▶ _TRECHO DO DOCUMENTO_
_ _ _ _

O governo dos Estados Unidos começou a retirar, de forma preventiva, parte do seu pessoal da base aérea de Al-Udeid, no Catar, em meio à escalada de tensões com o Irã e à possibilidade de uma ação militar americana, segundo autoridades ouvidas por veículos internacionais nesta quarta-feira (14).
De acordo com informações divulgadas pela emissora CBS News, autoridades americanas classificaram a retirada parcial de pessoal como uma “medida de precaução”, adotada diante do agravamento do cenário regional. A BBC informou que militares do Reino Unido também começaram a ser removidos da base, embora Londres não tenha detalhado o número de efetivos envolvidos.
Em comunicado oficial, o governo do Catar afirmou que as medidas adotadas pelos Estados Unidos ocorrem “em resposta às atuais tensões regionais” e que Doha continuará implementando ações para garantir a segurança de cidadãos, residentes e instalações estratégicas, incluindo infraestruturas militares críticas.
A base de Al-Udeid é a maior instalação militar dos Estados Unidos no Oriente Médio e abriga cerca de 10 mil militares americanos, além de aproximadamente 100 integrantes das Forças Armadas britânicas. Até o momento, não há confirmação oficial sobre quantos militares deixarão o local.
Segundo a agência Reuters, diplomatas relataram que, embora parte do pessoal tenha sido instruída a deixar a base, não há sinais de uma evacuação em larga escala, como ocorreu antes da guerra do ano passado, quando os EUA bombardearam instalações nucleares do Irã. Ainda assim, um oficial militar afirmou à Reuters que “todos os sinais indicam que um ataque dos EUA” contra o Irã “é iminente”, embora tenha ponderado que a imprevisibilidade faz parte da estratégia adotada pelo governo do presidente Donald Trump.
A movimentação ocorre após Trump ter ameaçado uma “ação muito forte” caso o regime iraniano avance com execuções de manifestantes presos durante os protestos antigovernamentais. Nesta quarta-feira, Trump afirmou que os Estados Unidos “vão observar e ver” antes de retirar a opção militar da mesa, destacando que recebeu informações de que “não há plano para execuções” no momento.

_ _ _ _

▶ _DADOS DISPONÍVEIS_
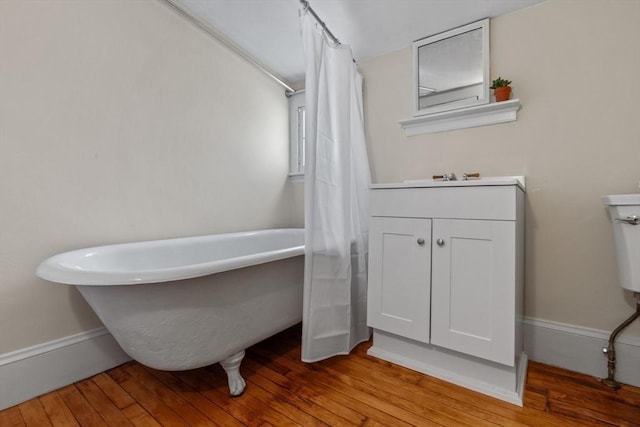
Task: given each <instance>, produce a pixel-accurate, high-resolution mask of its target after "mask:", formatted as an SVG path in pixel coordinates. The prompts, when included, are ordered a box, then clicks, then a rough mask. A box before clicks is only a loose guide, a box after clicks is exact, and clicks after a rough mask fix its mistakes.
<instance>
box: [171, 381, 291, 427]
mask: <svg viewBox="0 0 640 427" xmlns="http://www.w3.org/2000/svg"><path fill="white" fill-rule="evenodd" d="M181 374H182V375H181V376H180V378H181V379H183V380H185V381H187V382H188V384H189V385H190V386H192V387H194V388H196V389H197V390H198V391H199V392H200V393H202V394H203V395H204V396H206V397H207V398H208V399H210V400H211V401H212V402H214V403H216V404H218V405H220V406H221V407H223V408H224V409H225V410H226V411H228V412H229V413H230V414H233V415H234V416H235V417H239V416H240V414H239V412H242V411H251V412H252V413H253V415H252V417H253V419H254V420H255V422H256V424H253V421H250V422H249V423H247V424H248V425H249V424H251V425H260V424H261V423H263V422H267V423H270V424H273V425H276V426H294V427H295V426H300V424H298V423H296V422H294V421H293V420H291V419H290V418H288V417H286V416H285V415H283V414H281V413H280V412H278V411H274V410H272V409H271V408H270V407H269V406H268V405H265V404H264V403H262V402H261V401H260V400H258V399H256V398H255V397H254V396H252V395H251V394H250V393H249V394H248V393H246V392H245V394H243V395H242V396H240V397H237V398H232V397H230V396H229V390H228V388H227V386H226V385H225V384H223V383H221V381H220V375H216V374H212V373H211V371H210V370H203V372H202V373H201V374H196V373H195V372H186V373H184V374H183V373H181ZM237 419H239V418H237Z"/></svg>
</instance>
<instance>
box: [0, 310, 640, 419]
mask: <svg viewBox="0 0 640 427" xmlns="http://www.w3.org/2000/svg"><path fill="white" fill-rule="evenodd" d="M609 334H610V332H606V331H600V330H596V329H590V328H583V327H579V326H574V325H567V324H562V323H556V322H549V321H545V320H540V319H533V318H525V319H524V350H525V352H526V353H527V355H528V356H529V359H530V360H535V361H538V362H542V363H546V364H549V365H553V366H559V367H561V368H565V369H568V370H571V371H575V372H581V373H583V374H587V375H592V376H595V377H599V378H604V377H606V376H607V359H606V357H605V356H604V355H603V353H602V347H604V346H606V345H607V342H608V340H609ZM129 360H131V358H130V357H129V356H128V355H127V354H126V353H125V352H124V351H123V350H122V349H121V348H120V346H119V345H118V343H117V342H116V341H115V340H114V339H113V337H112V336H111V334H110V333H109V332H108V331H107V330H106V329H105V328H98V329H94V330H91V331H87V332H83V333H80V334H76V335H71V336H68V337H65V338H61V339H59V340H55V341H51V342H48V343H43V344H39V345H36V346H33V347H29V348H25V349H22V350H18V351H14V352H11V353H5V354H0V410H2V409H5V408H9V407H11V406H14V405H17V404H18V403H21V402H24V401H25V400H29V399H31V398H33V397H36V396H40V395H42V394H44V393H47V392H49V391H51V390H55V389H58V388H60V387H64V386H66V385H69V384H72V383H74V382H76V381H80V380H83V379H85V378H89V377H91V376H93V375H96V374H98V373H100V372H104V371H106V370H107V369H111V368H113V367H115V366H118V365H121V364H123V363H125V362H127V361H129ZM616 362H617V363H616V376H615V379H616V380H617V381H619V382H621V383H624V384H630V385H634V386H636V387H640V338H629V337H625V336H624V335H623V336H621V337H619V338H618V339H617V340H616Z"/></svg>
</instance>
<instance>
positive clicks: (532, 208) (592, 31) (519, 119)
mask: <svg viewBox="0 0 640 427" xmlns="http://www.w3.org/2000/svg"><path fill="white" fill-rule="evenodd" d="M427 35H428V34H425V36H427ZM411 61H412V59H411V48H410V47H409V46H407V48H406V49H403V50H400V51H397V52H393V53H390V54H388V55H384V56H381V57H378V58H374V59H372V60H370V61H367V62H363V63H361V64H360V66H361V68H362V70H363V73H364V75H365V97H366V101H365V102H366V122H367V137H368V144H369V146H368V148H369V159H370V162H371V167H372V173H373V177H374V178H373V179H374V182H398V181H402V180H405V179H418V178H427V177H431V175H433V174H439V173H442V172H456V173H457V174H459V175H460V174H462V173H463V172H480V173H481V174H482V175H484V176H500V175H526V178H527V219H526V222H527V228H526V296H525V305H526V313H525V314H526V315H527V316H529V317H533V318H536V319H543V320H547V321H552V322H559V323H562V324H569V325H576V326H580V327H585V328H594V329H597V330H603V331H611V330H613V329H614V328H615V327H616V326H617V325H618V324H619V323H620V322H622V320H624V319H625V318H626V317H628V316H629V315H631V314H632V313H633V311H634V309H635V304H634V303H633V299H632V296H631V293H630V292H623V290H622V288H620V287H619V286H618V284H617V271H616V265H615V257H614V252H613V251H614V246H613V236H612V233H611V229H610V222H609V219H608V217H607V214H606V211H605V209H604V207H603V206H602V204H601V201H600V198H601V196H602V195H606V194H616V193H633V192H638V191H639V190H638V182H639V181H640V119H639V117H640V116H639V115H638V112H639V108H638V102H639V100H640V79H639V78H638V76H640V2H639V1H637V0H633V1H625V0H612V1H602V0H583V1H572V0H548V1H547V2H544V3H542V4H539V5H537V6H534V7H531V8H528V9H524V10H521V11H519V12H515V13H512V14H508V15H505V16H502V17H499V18H497V19H493V20H492V21H491V74H492V77H493V78H496V77H497V76H498V75H500V76H502V77H504V78H507V79H510V80H513V82H514V83H513V91H514V96H513V97H514V98H519V99H520V102H521V103H522V109H521V110H520V111H519V113H518V121H517V122H515V123H510V124H502V125H494V126H487V127H481V128H473V129H465V130H459V131H451V132H445V133H439V134H430V135H421V136H414V137H405V136H404V133H403V131H402V129H401V128H400V126H399V125H398V124H397V121H398V120H401V119H404V118H408V117H410V116H411ZM624 336H627V337H636V339H638V338H640V322H637V323H636V324H635V325H633V327H631V328H630V329H629V330H627V332H625V333H624ZM603 363H604V362H603Z"/></svg>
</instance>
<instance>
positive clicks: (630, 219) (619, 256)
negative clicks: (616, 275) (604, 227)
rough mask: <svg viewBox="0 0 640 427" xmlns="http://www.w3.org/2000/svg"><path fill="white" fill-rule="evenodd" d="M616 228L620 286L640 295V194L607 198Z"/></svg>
mask: <svg viewBox="0 0 640 427" xmlns="http://www.w3.org/2000/svg"><path fill="white" fill-rule="evenodd" d="M602 203H603V204H604V205H605V206H607V207H608V209H609V214H610V217H611V222H612V225H613V238H614V241H615V246H616V257H617V260H618V277H619V283H620V286H622V287H623V288H624V289H626V290H629V291H631V292H637V293H640V194H617V195H611V196H604V197H603V198H602Z"/></svg>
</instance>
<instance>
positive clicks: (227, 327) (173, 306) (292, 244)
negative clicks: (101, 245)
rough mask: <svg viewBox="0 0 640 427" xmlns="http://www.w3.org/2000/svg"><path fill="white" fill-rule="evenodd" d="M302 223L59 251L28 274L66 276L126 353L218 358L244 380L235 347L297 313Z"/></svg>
mask: <svg viewBox="0 0 640 427" xmlns="http://www.w3.org/2000/svg"><path fill="white" fill-rule="evenodd" d="M303 255H304V230H302V229H276V230H262V231H255V232H245V233H228V234H219V235H212V236H200V237H187V238H181V239H169V240H157V241H151V242H138V243H125V244H120V245H110V246H101V247H95V248H88V249H80V250H76V251H71V252H66V253H62V254H59V255H55V256H53V257H51V258H49V259H47V260H45V261H43V262H42V263H41V264H40V265H39V266H38V270H37V275H38V276H40V277H42V278H43V279H46V280H49V281H52V282H57V283H62V284H68V285H75V286H76V287H77V288H78V290H79V291H80V293H81V294H82V295H83V297H84V298H85V299H86V301H87V302H88V303H89V305H90V306H91V308H93V310H94V311H95V312H96V314H97V315H98V317H99V318H100V320H102V322H103V323H104V325H105V326H106V328H107V329H108V330H109V332H111V334H112V335H113V336H114V338H115V339H116V341H117V342H118V343H119V344H120V346H121V347H122V348H123V350H124V351H125V352H127V354H129V356H131V357H132V358H133V359H135V360H137V361H139V362H140V363H142V364H144V365H146V366H149V367H151V368H155V369H161V370H172V371H179V370H186V369H195V368H199V367H202V366H206V365H210V364H213V363H216V362H220V364H221V365H222V367H223V368H224V370H225V371H226V372H227V376H228V382H229V390H230V392H231V394H232V395H234V396H237V395H240V394H242V392H243V391H244V388H245V382H244V379H243V378H242V377H241V375H240V371H239V368H240V363H241V361H242V358H243V357H244V349H246V348H247V347H249V346H251V345H253V344H255V343H257V342H259V341H261V340H263V339H265V338H267V337H269V336H271V335H274V334H276V333H278V332H280V331H282V330H284V329H286V328H288V327H290V326H292V325H295V324H296V323H298V322H300V320H301V319H302V284H303V269H304V256H303Z"/></svg>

_ _ _ _

▶ _REQUISITOS DO EXERCÍCIO_
Edite a notícia sobre a base de Al-Udeid, reproduzindo tudo o que vai de "A base de Al-Udeid" até "presidente Donald Trump." e trocando "Oriente Médio" por "Golfo Pérsico".

▶ _SOLUÇÃO COMENTADA_
A base de Al-Udeid é a maior instalação militar dos Estados Unidos no Golfo Pérsico e abriga cerca de 10 mil militares americanos, além de aproximadamente 100 integrantes das Forças Armadas britânicas. Até o momento, não há confirmação oficial sobre quantos militares deixarão o local.
Segundo a agência Reuters, diplomatas relataram que, embora parte do pessoal tenha sido instruída a deixar a base, não há sinais de uma evacuação em larga escala, como ocorreu antes da guerra do ano passado, quando os EUA bombardearam instalações nucleares do Irã. Ainda assim, um oficial militar afirmou à Reuters que “todos os sinais indicam que um ataque dos EUA” contra o Irã “é iminente”, embora tenha ponderado que a imprevisibilidade faz parte da estratégia adotada pelo governo do presidente Donald Trump.